*Problems and tasks:*
- 1) Say whether each statement matches the glossary below, answering yes or no and quoting the glossary's deciding words. (a) The glossary covers terms from the chapters only, not the appendices. (b) Placeholders are written with no spaces inside the angle brackets. (c) MTTD means the average time to recover from an incident.
- 2) Please reproduce the glossary's text word for word, from "SRE: Site Reliability" to "(VP of Engineering).".

*Document excerpt:*
Chapter contents

Glossary

This glossary covers terms used across the entire book: in chapters and appendices.

If a term is kept in its original English form (for example, Bus factor, OpenAPI, CI/CD), that is intentional: it keeps the book compatible with common engineering vocabulary and with search.

Abbreviations#

ADR: Architecture Decision Record — a document that captures an architecture decision, context, and rationale.
AI: Artificial Intelligence — here: models and tools that power agents.
AC: Acceptance Criteria — what counts as accepted and how to validate it.
API: Application Programming Interface — the contract between services/clients.
Bus factor: how many people can drop out before work stops; practically: how many people can complete a critical task without escalating to a single expert.
CI/CD: Continuous Integration / Continuous Delivery — build/test/delivery pipeline.
DoD: Definition of Done — verifiable “done” criteria for a task/iteration.
CTO: Chief Technology Officer.
DevOps: practices and a role between development and operations (delivery, infrastructure, automation).
FTE: Full-Time Equivalent — capacity unit for modeling.
HR: Human Resources.
IaC: Infrastructure as Code — managing infrastructure via code (Terraform/Ansible, etc.).
KPI: Key Performance Indicator.
MTTD: Mean Time To Detect — average time to detect an incident.
MTTR: Mean Time To Resolve/Recover — average time to recover from an incident.
NFR: Non-Functional Requirements — performance, reliability, security, maintainability, etc.
GraphQL: a query language and schema for APIs; in this book used as an API contract format.
OpenAPI: a machine-readable API contract specification.
PII: Personally Identifiable Information.
PR: Pull Request — change proposal + review + checks -> merge.
RFC: Request for Comments — a document/process for discussing changes (often cross-team/architectural).
ROI: Return on Investment.
SRE: Site Reliability Engineering.
SLA: Service Level Agreement.
SLI: Service Level Indicator.
SLO: Service Level Objective.
TCO: Total Cost of Ownership.
TTRC: Time To Root Cause.
VP Engineering: engineering leader (VP of Engineering).
VPN: Virtual Private Network.

Placeholder notation#

This book often uses placeholders (stub values) in angle brackets—for example, <WINDOW>, <THRESHOLD>, <TTRC_SECONDS>.

Rules:

Format: <UPPER_SNAKE_CASE> with no spaces (for example, <WINDOW>, not < WINDOW >).
Meaning: placeholders are not “missing text” and should not be translated. They are variables you should replace with real thresholds/values.
Scope: placeholders appear in templates (prompts/SOP/runbooks/AC/DoD). In production artifacts, replace them or mark them explicitly as TBD.

Examples:

<WINDOW> — time window: 30m, 24h, 7d (for example: “last <WINDOW>” -> “last 7d”).
<THRESHOLD> — threshold: 0.5%, 200ms, 80% CPU (for example: “error rate > <THRESHOLD>” -> “error rate > 0.5%”).
<N> — count: 50, 1000 (for example: “top-<N> incidents” -> “top-50 incidents”).
<TTRC_SECONDS> / <TTRC_TARGET> — actual/target time to root cause: 900 / 600 (seconds) or your chosen explicit format.

*Information supplied:*
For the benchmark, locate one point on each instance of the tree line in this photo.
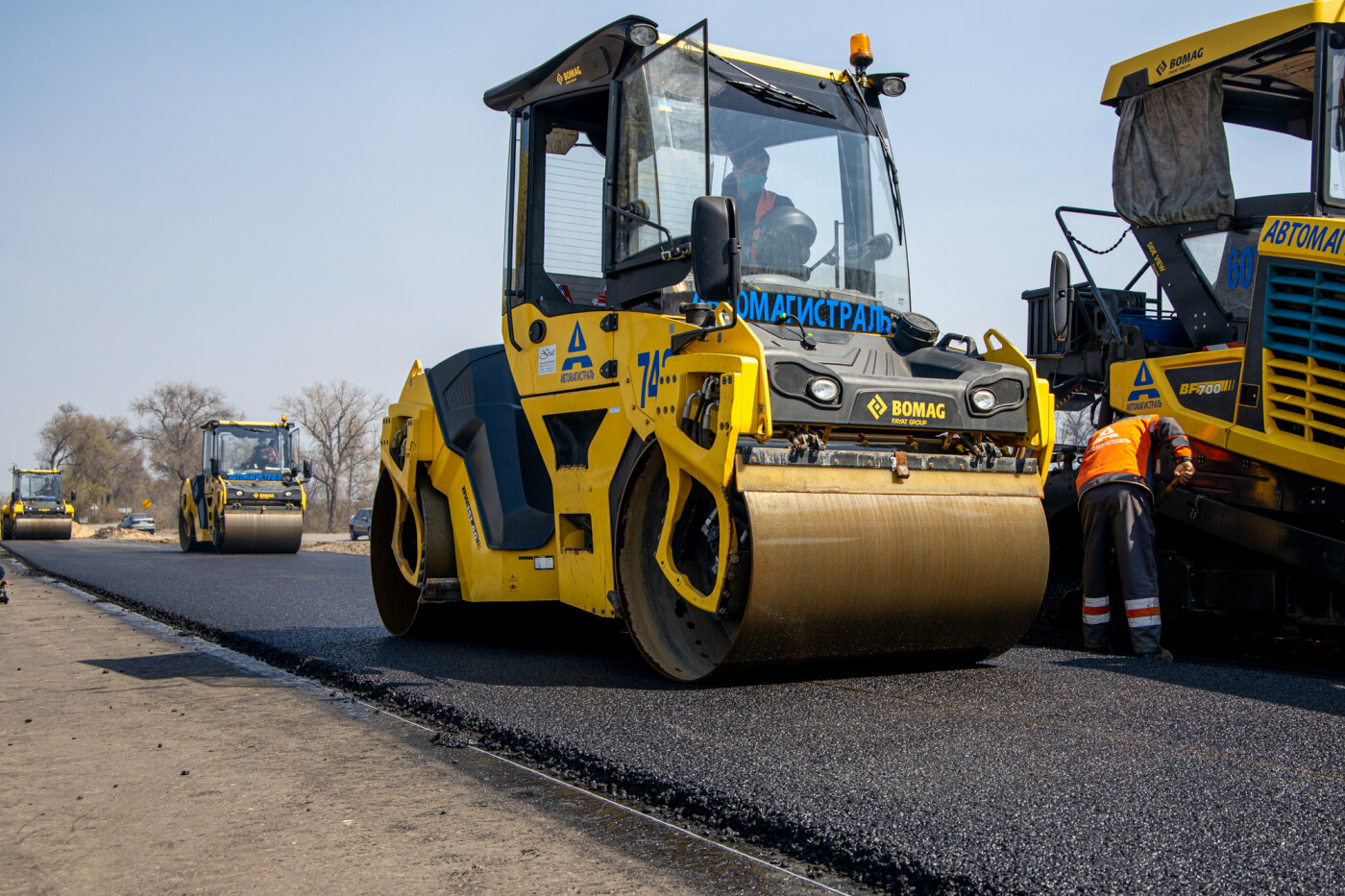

*Task-by-task outputs:*
- 1)
(a) No: "This glossary covers terms used across the entire book: in chapters and appendices."
(b) Yes: "Format: <UPPER_SNAKE_CASE> with no spaces (for example, <WINDOW>, not < WINDOW >)."
(c) No: "MTTD: Mean Time To Detect — average time to detect an incident."

- 2)
SRE: Site Reliability Engineering.
SLA: Service Level Agreement.
SLI: Service Level Indicator.
SLO: Service Level Objective.
TCO: Total Cost of Ownership.
TTRC: Time To Root Cause.
VP Engineering: engineering leader (VP of Engineering).